[Region pointing data]
◇ ◇ ◇

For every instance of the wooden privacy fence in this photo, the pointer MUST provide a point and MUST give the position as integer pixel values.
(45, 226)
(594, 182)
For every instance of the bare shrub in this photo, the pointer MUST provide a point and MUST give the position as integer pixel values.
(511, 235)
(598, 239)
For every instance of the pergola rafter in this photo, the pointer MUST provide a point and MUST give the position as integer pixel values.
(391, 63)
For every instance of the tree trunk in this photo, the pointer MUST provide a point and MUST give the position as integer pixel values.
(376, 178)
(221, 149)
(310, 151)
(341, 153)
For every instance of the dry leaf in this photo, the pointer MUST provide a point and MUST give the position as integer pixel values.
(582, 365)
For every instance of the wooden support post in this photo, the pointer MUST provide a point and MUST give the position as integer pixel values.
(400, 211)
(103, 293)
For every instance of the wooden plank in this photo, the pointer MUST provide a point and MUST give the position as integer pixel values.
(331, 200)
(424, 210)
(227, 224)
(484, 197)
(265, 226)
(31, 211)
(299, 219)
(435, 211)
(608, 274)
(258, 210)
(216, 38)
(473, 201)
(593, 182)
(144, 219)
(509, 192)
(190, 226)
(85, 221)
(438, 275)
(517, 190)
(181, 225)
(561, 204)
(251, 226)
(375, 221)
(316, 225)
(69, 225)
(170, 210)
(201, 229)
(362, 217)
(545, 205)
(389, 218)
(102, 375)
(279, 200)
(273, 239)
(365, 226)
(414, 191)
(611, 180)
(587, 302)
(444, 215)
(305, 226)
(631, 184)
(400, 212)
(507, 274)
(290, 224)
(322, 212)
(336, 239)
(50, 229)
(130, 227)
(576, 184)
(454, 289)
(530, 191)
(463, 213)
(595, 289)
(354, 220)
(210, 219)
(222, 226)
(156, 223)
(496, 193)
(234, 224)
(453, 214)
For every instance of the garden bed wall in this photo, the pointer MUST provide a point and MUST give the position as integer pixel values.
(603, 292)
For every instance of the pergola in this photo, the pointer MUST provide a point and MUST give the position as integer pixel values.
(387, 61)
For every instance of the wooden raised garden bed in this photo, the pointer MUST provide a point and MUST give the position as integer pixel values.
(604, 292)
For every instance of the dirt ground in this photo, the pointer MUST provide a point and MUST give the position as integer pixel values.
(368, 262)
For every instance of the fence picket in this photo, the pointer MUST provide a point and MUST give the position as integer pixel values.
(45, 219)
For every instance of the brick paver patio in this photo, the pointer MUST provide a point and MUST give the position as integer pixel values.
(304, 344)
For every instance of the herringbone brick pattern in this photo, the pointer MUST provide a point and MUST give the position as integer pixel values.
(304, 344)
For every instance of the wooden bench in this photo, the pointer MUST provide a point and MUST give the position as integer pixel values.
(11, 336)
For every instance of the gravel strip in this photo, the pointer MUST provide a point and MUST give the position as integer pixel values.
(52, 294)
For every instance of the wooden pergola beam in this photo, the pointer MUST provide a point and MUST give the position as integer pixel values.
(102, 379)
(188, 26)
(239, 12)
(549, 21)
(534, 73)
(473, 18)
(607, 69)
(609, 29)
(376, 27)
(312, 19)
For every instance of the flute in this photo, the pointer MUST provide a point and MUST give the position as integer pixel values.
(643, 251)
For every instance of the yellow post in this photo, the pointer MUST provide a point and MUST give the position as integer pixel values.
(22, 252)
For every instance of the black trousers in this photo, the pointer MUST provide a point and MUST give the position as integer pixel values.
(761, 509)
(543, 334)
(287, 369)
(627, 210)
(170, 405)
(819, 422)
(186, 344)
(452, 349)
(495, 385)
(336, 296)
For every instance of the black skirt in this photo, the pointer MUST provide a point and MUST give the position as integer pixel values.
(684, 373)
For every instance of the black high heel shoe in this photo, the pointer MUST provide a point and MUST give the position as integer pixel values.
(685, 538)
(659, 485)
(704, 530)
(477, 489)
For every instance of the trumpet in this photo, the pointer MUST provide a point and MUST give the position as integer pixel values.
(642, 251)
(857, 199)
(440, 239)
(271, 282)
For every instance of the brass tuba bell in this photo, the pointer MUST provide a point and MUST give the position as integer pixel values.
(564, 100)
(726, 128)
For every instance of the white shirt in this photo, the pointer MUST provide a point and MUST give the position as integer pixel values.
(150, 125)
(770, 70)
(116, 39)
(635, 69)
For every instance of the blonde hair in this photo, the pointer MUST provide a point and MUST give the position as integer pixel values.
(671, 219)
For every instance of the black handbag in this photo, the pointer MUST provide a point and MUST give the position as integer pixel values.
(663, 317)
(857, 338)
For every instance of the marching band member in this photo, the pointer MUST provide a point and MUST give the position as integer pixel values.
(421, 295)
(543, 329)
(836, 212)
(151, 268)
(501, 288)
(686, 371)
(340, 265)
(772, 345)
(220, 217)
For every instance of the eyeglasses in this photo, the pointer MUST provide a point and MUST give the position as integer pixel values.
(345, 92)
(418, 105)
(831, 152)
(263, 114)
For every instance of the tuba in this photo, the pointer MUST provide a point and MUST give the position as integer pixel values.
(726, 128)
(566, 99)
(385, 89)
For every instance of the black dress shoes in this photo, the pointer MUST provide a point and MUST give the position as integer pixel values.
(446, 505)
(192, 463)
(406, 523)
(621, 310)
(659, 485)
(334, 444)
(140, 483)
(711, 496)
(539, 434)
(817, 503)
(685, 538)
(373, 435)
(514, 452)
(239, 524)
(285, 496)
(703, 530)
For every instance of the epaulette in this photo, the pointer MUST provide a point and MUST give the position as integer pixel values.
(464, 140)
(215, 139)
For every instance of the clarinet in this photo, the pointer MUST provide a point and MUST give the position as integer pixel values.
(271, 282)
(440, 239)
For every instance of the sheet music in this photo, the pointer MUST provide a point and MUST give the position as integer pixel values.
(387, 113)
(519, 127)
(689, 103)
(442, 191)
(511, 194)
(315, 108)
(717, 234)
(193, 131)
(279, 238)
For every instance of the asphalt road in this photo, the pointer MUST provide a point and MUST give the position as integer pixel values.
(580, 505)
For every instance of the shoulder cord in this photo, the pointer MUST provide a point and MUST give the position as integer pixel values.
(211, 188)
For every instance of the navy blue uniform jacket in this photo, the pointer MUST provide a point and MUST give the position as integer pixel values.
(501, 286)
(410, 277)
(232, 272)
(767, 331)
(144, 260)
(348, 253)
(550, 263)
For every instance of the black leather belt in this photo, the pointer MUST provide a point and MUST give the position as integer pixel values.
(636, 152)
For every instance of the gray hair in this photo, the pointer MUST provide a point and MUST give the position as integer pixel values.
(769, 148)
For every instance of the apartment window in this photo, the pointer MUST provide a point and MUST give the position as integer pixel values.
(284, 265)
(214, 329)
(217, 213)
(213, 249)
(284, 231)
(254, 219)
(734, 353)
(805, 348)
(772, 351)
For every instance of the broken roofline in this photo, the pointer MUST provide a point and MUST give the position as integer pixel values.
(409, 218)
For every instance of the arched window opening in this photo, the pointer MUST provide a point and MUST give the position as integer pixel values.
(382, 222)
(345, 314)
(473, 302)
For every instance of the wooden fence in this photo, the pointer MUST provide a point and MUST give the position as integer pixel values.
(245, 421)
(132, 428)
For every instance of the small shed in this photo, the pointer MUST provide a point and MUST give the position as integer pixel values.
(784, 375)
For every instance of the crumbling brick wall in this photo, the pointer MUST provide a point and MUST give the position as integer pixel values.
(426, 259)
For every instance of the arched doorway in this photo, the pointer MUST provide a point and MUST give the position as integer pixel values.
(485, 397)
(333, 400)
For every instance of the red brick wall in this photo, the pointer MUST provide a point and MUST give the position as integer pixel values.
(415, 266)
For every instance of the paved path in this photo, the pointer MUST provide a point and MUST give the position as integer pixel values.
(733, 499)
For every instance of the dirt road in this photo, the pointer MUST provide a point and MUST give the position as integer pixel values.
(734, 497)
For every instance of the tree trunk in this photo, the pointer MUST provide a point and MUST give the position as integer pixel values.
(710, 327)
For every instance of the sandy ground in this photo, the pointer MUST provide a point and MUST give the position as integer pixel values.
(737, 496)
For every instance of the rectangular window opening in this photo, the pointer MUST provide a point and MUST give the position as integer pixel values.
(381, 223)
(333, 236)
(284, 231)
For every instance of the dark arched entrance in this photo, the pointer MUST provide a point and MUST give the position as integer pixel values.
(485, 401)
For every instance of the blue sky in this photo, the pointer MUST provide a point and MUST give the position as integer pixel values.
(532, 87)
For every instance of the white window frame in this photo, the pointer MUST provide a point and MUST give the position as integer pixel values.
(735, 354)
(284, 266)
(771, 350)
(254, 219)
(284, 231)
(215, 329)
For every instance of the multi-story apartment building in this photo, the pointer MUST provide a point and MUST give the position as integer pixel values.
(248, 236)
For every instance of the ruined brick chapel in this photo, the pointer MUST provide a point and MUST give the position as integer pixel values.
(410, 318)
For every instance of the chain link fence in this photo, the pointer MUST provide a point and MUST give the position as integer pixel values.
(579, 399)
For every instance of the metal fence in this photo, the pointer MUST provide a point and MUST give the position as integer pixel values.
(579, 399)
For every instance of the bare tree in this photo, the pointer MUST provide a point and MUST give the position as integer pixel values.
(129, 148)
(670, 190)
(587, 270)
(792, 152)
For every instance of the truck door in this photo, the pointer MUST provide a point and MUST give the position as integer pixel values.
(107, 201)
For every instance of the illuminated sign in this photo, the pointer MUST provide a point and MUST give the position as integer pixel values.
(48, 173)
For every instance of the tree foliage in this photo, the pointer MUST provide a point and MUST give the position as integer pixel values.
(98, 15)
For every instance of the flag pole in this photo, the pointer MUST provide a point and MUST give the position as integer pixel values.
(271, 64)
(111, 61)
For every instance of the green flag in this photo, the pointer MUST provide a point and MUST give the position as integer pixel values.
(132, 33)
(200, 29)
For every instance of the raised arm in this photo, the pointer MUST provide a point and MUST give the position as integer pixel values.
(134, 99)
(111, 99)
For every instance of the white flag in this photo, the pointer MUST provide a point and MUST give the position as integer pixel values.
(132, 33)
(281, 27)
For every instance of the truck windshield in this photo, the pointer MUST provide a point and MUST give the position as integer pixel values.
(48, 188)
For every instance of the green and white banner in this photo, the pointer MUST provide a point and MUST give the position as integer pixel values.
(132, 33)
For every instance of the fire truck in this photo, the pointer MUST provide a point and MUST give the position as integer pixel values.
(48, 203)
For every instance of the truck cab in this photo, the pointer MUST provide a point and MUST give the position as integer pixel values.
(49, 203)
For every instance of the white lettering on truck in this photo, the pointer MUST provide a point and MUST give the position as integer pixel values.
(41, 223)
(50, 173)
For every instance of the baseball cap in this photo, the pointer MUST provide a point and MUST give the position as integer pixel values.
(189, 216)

◇ ◇ ◇

§ **What is required**
Reproduce, word for word, every line starting at the line that contains "For every instance of the white lettering" and ending with the final line of the entries.

§ **Output of the task**
For every instance of the white lettering on truck in this photo, the pointer MUST provide a point and MUST give the position as integer pixel values.
(41, 223)
(50, 173)
For every instance of the baseball cap in this photo, the pointer MUST provide a point and MUST give the position as integer pixel values.
(189, 216)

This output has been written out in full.